● THE TASKS:
(1) In the lecture excerpt on sparse representations and noise, write out the passage from "The same or" up to and including "basically small, 0.", substituting "balls" for "spheres".
(2) Carry on the lecture excerpt about sparse representations and noise suppression from its last sentence.

● TEXT TO READ:
○ ○ ○ ○
And that's the same for different types of readout-- perceptual, and pseudo-inverse, SVM. All of them show this saturation as you increase the size of cortical layer. And that's one of the very important outcome of our study. That when you talk about noisy inputs, you can think about it as kind of more generalization task. Then there is a limit about what you gain by expanding representation.
Even if you expand in a nonlinear fashion and you increase the dimensionality, you cannot combat the noise, at least up to some level. Beyond some level, there is no point of further expansion, because basically the error saturates
Let me, since time goes fast, let me talk about the alternatives. So if random weights are not doing so well, what are the alternatives? The alternative is to do some kind of unsupervised learning. Here we are doing it in a kind of a shortcut of unsupervised learning.
What is the shortcut? We say the following. Imagine that these layers, the learner knows about the representation of the clusters. It doesn't know the labels. In other words, whether those are pluses and those are minuses, which one are pluses and minuses. But he does know about the statistical structure of the input, and this is this S bar. These are the centers.
So we want to encode the statistical structure of these input in this expansion of the weights. And the way we do the simplest way is the kind of Hebb rule. We do the following. We say let's first choose, or recruit, or allocate a state, a sparse state here, randomly chosen, to associate, to represent each one of the clusters. So these are the R. R are the randomly chosen patterns here.
And then we associate between those randomly chosen representations and the actual centers of the clusters of the inputs. So this is S bar and R. And then we do the association by the simple, what's called Hebb rule.
So this Hebbian rule associates cluster center with a randomly assigned state in the cortical layer in a kind of simple summation or outer product for the Hebb rule. There are more sophisticated ways to do it, but that's the simplest one of doing it.
So it turns out that this simple rule has enormous potential for suppressing noise. So, again, this is the input noise and the output noise. The Hamming distance of the input and the output properly normalized. And you see that, as you go to higher and higher sparseness, to lower and lower f, this is basically the input noise is completely quenched when f is large.
When f is 0.01, for instance, this is this already. Sub-linear when f 0.05 is here, and so and so forth. So sparse representation, in particular, are very effective in suppressing noise, but provided the inputs have kind of unsupervised learning encoded into them which embed into them the cluster structure of the inputs.
The same or similar thing is true for Q for these correlations. If you look at the-- this was a random correlation. This is a function of f, and this is Q, the correlation. It's extremely suppressed for sparse representation. Basically, it's exponentially small with 1/f, so it's basically 0 for sparse representation.
Which means that those centers look like randomly distributed, essentially, and with very small noise. So you took these spheres and you basically map them into random points with a very small radius. So it's not surprising that, in this case, the error for small f-- the error, even for large noise values, the error is basically small, 0.
Nevertheless, it is still saturating as a function of the network size, of the cortical size. So the saturation of performance as a function of cortical size is a general property of such systems. Nevertheless, the performance itself for any given size is extremely impressive, I would say, when the system is sparse and the noise level is kind of moderate.
○ ○ ○ ○
● DATA LINES:
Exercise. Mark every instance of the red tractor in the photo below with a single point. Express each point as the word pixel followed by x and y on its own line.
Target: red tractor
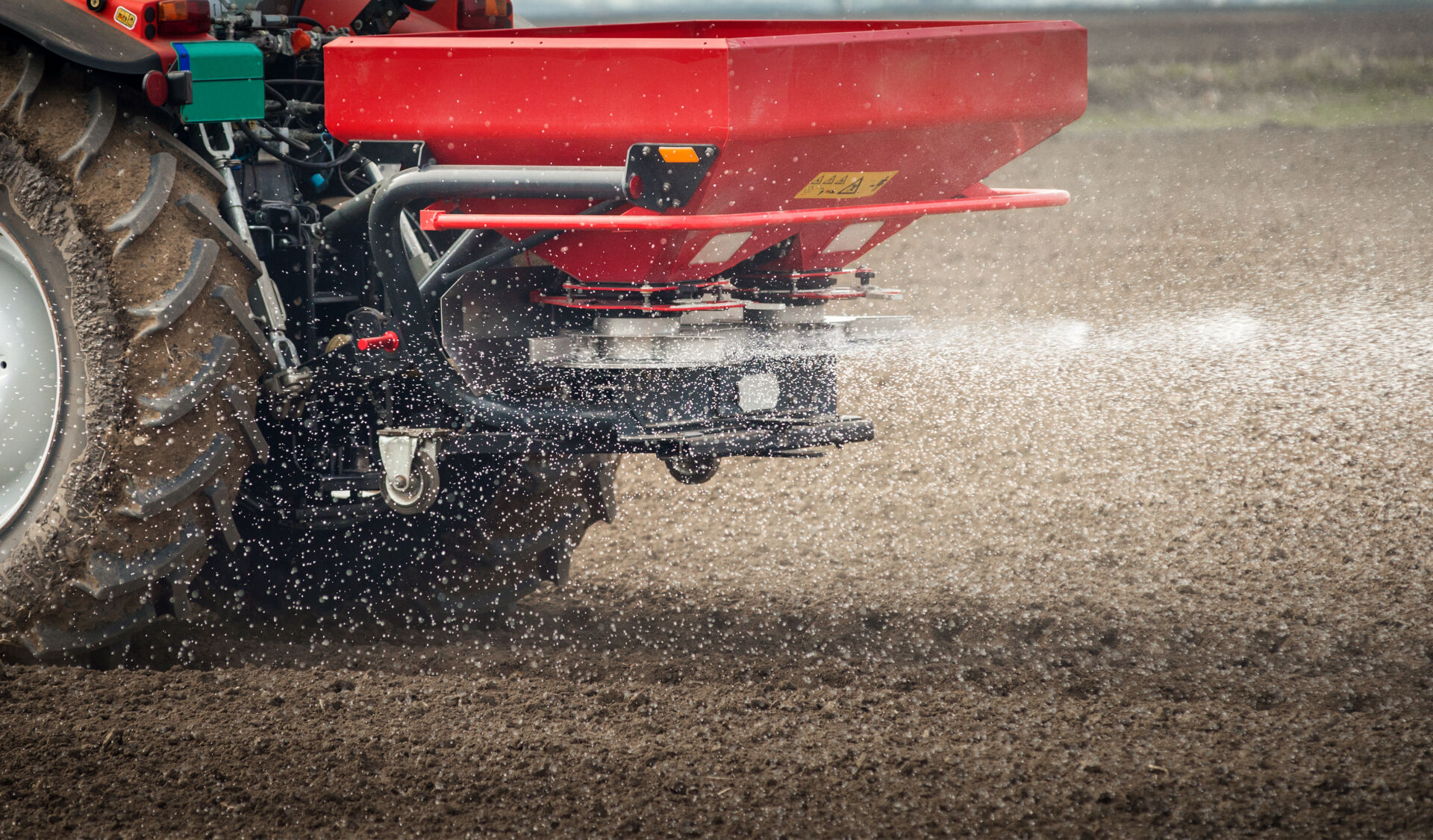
pixel 355 298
○ ○ ○ ○
● EXPECTED RESPONSES:
(1)
The same or similar thing is true for Q for these correlations. If you look at the-- this was a random correlation. This is a function of f, and this is Q, the correlation. It's extremely suppressed for sparse representation. Basically, it's exponentially small with 1/f, so it's basically 0 for sparse representation.
Which means that those centers look like randomly distributed, essentially, and with very small noise. So you took these balls and you basically map them into random points with a very small radius. So it's not surprising that, in this case, the error for small f-- the error, even for large noise values, the error is basically small, 0.

(2)
OK, let me skip this because I don't have time. Let me briefly talk about extension of this story to multi-layer. So we are now briefly discussing what happens if you take this story and you just propagate it as you go along the architecture.
So let's start with random weights. So the idea is maybe something is good happening. Although initially performance was poor, maybe we can improve the performance by cascading such layers. And the answer is no, particularly the noise level.
This is now the number of layers. What we discussed before is here. And you see the problem becomes worse and worse. As you continue to propagate those signals, the noise is amplified and essentially goes to 1. So basically you will get just random performance if you keep doing it with random weights.
The reason-- where is it? I missed a slide. The reason is, basically, that if you think about the mapping from one layer of noise to another layer of noise, there are two fixed points, 0 and 1. The 0 fixed point is unstable. Everything goes eventually to 1.
So it is a nice-- this system gives you a nice perspective about this deep network by thinking about it as a kind of dynamical system. For instance, what is the level of noise at one layer, how it's related to the level of noise at previous layer. So it's kind of iterative map. Delta n versus delta n minus 1.
And what's good about it is, once you kind of draw this curve, one layer is mapped to another layer, you can know what happens to a deep network. We could just iterate this. You have to find what are the fixed points, and which one is stable and which one is not. In this case, the 1 is stable, the 0 is unstable. So, unfortunately, from any level of noise that you will start, you eventually go to 1.
Correlations, is a similar story, but-- and the error will go to 0.5. So that's very well. There are cases, by the way, that you can find parameters where initially you improve, like here. But then eventually it will go to 0.5.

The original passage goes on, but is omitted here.